-- start DATA SHOWN --

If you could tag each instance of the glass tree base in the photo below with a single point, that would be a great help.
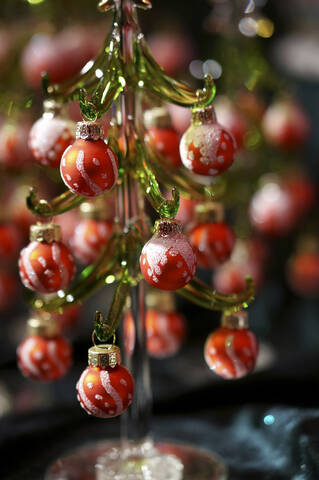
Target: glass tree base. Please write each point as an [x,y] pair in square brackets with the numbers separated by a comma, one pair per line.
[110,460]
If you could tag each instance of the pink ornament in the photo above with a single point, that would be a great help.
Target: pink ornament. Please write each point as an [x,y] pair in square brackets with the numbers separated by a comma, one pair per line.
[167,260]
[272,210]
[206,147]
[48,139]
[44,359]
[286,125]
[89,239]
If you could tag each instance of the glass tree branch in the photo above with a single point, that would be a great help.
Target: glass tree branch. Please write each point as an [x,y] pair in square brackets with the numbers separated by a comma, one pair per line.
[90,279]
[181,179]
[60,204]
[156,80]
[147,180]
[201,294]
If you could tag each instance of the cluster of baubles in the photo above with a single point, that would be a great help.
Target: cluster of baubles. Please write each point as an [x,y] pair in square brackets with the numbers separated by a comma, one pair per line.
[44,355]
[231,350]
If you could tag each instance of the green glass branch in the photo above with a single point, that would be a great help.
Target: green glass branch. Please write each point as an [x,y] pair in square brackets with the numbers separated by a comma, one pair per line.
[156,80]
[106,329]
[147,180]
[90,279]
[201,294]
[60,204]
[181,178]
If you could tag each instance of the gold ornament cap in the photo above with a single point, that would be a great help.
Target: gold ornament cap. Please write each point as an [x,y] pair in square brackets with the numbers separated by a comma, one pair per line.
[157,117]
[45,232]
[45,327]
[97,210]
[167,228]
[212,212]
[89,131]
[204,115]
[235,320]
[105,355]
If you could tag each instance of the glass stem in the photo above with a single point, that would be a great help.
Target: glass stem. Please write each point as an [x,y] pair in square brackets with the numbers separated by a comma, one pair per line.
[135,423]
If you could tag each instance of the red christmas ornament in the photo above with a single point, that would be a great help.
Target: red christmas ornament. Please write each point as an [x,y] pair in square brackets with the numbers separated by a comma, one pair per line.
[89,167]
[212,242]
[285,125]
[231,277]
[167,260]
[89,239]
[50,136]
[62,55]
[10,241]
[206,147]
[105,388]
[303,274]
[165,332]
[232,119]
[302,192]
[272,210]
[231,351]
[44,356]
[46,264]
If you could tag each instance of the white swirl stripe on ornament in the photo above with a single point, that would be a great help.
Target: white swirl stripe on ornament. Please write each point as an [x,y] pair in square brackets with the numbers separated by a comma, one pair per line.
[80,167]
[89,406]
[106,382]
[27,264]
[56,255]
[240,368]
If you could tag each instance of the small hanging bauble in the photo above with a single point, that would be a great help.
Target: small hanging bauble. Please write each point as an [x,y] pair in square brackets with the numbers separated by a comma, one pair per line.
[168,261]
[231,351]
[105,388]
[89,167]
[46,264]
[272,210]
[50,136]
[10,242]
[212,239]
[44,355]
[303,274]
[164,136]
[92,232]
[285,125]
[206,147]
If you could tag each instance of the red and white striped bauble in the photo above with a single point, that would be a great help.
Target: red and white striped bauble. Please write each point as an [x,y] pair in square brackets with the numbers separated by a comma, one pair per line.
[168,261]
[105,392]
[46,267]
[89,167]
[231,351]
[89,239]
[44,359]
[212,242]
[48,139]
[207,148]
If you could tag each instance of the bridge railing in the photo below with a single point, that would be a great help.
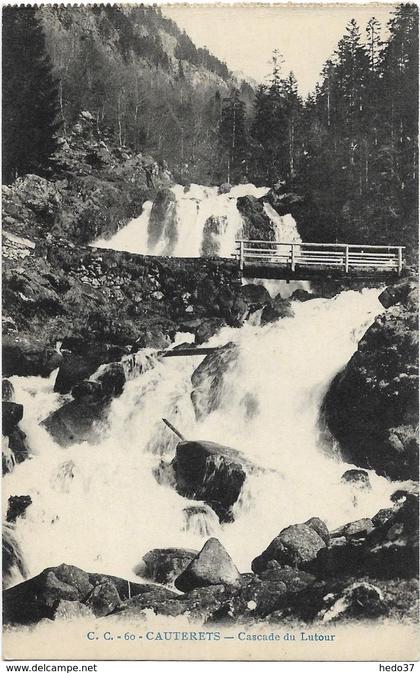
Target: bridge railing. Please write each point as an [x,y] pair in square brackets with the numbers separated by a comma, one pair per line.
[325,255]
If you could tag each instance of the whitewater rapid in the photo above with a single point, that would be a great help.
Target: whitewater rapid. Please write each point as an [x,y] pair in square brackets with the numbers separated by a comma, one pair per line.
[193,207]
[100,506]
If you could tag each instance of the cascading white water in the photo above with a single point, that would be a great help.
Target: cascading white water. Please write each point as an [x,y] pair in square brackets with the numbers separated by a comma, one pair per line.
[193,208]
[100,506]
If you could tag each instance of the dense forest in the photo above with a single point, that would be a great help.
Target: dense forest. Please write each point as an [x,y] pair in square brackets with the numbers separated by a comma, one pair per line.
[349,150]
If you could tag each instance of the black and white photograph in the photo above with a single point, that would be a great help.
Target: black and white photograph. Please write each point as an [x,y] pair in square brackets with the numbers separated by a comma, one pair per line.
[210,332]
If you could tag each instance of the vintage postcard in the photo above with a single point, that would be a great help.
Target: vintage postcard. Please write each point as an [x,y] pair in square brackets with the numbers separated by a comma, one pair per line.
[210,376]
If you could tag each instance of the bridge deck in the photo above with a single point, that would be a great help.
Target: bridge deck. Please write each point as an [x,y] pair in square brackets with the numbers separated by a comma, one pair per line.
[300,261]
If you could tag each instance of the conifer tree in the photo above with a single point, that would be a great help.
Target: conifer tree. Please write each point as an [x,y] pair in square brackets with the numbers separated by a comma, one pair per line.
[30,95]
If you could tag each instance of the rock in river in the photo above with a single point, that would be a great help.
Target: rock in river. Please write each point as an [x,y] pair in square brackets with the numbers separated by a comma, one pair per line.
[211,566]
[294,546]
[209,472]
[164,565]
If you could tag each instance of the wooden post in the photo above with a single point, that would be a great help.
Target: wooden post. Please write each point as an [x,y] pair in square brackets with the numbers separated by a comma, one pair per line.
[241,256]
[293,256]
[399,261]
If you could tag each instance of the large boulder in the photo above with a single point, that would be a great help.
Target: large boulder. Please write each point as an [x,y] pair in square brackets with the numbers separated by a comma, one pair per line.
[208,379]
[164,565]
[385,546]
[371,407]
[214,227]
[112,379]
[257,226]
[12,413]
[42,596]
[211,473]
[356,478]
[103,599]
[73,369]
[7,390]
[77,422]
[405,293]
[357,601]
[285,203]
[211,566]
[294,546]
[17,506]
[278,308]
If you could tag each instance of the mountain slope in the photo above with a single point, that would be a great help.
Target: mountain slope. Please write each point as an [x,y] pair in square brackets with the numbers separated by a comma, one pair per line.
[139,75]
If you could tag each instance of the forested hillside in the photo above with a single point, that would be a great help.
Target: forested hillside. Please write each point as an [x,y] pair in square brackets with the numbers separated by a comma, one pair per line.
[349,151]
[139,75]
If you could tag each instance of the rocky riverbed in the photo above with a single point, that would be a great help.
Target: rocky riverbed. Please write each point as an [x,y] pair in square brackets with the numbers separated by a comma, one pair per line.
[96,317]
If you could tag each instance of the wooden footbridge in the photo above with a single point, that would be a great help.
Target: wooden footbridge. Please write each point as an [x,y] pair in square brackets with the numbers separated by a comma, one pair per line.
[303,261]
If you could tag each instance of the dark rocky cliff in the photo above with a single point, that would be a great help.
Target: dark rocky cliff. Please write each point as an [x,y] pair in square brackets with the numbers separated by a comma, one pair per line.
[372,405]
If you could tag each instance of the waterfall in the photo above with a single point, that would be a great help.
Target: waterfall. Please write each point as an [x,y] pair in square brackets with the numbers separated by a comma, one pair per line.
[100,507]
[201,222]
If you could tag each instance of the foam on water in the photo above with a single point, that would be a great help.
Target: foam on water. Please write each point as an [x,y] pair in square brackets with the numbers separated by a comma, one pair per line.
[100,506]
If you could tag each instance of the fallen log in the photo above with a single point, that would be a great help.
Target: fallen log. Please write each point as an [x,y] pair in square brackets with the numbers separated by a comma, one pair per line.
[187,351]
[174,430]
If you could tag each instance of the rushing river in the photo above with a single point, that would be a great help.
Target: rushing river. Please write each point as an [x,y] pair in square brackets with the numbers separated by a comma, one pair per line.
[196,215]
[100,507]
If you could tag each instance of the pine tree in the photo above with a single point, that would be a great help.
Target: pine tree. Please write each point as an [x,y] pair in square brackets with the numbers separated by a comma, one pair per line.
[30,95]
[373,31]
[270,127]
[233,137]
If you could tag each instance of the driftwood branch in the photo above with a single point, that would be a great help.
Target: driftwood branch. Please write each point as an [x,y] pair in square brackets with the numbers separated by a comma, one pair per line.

-- end DATA SHOWN --

--- WHAT NEEDS TO BE DONE ---
Reproduce the records above exactly, starting with the line that contains "If you could tag each instance of the rushing" and ending with the last line.

--- RESPONSE ---
If you could tag each instance of the rushing river in the photo above with a single point, that would be a great help.
Target: rushing river. Please write each point as an [x,y] pair in square brackets with the numbers separated by a comma, one pair per line.
[196,215]
[100,507]
If you could tag each instance of the pine tree in the photo above with a single point, that would be a great help.
Target: pine tree. Please write each point as an [x,y] pair in square brackets with the numbers separated by a comma, one pair per line.
[30,95]
[373,31]
[270,127]
[233,137]
If you could tag each instance of the driftwood branch in the photo above with a single point, that would be a great help.
Target: driftwood branch. Please write each point as an [x,y] pair in square brackets with the numbers separated by a comma, one pair per line.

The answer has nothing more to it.